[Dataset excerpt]
=-=-=-=-=

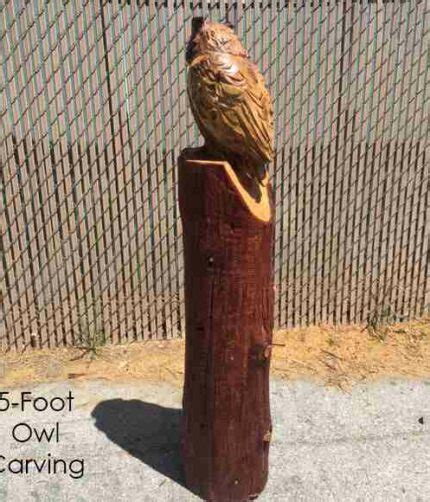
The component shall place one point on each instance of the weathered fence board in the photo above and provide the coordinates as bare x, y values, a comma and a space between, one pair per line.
94, 113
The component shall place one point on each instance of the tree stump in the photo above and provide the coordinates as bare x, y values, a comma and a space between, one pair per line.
229, 322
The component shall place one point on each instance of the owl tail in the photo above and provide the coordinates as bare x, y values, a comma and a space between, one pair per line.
262, 174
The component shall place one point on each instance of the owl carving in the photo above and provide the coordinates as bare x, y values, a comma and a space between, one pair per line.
229, 100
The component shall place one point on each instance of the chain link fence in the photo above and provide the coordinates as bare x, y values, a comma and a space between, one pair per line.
94, 114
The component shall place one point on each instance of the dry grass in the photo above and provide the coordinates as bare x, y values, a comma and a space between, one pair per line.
340, 356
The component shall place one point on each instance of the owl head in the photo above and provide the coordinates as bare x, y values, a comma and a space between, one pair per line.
212, 37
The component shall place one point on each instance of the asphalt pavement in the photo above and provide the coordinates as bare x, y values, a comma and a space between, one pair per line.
99, 441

=-=-=-=-=

--- REQUIREMENTS ---
Arrange every line of the items above as a Markdown table with the columns "No." and "Line", numbering the rows in order and leaving out blank lines and the pictures.

--- WRITTEN ANSWER ---
| No. | Line |
|---|---|
| 1 | The component shall place one point on each instance of the weathered fence board in the photo above and provide the coordinates as bare x, y values, a comma and a space between, one pair per line. |
| 2 | 94, 113 |
| 3 | The component shall place one point on each instance of the tree stump in the photo above and provide the coordinates as bare x, y values, a comma and a space between, one pair per line. |
| 4 | 229, 322 |
| 5 | The component shall place one point on each instance of the owl tail in the photo above and provide the coordinates as bare x, y values, a comma and a space between, one pair per line. |
| 6 | 262, 174 |
| 7 | The component shall place one point on each instance of the owl carving in the photo above and provide the coordinates as bare x, y values, a comma and a space between, one pair per line. |
| 8 | 229, 100 |
| 9 | The component shall place one point on each instance of the chain link fence in the photo above and provide the coordinates as bare x, y values, a comma and a space between, one pair per line. |
| 10 | 94, 114 |
| 11 | The component shall place one point on each instance of the dry grass in the photo above and provide the coordinates as bare x, y values, a comma and a space between, one pair per line. |
| 12 | 340, 356 |
| 13 | The component shall place one point on each instance of the owl head in the photo above and provide the coordinates as bare x, y values, a comma and a space between, one pair per line. |
| 14 | 212, 37 |
| 15 | The component shall place one point on each instance of the asphalt pavement in the photo above and provide the coordinates as bare x, y values, a comma and a space between, one pair per line. |
| 16 | 99, 441 |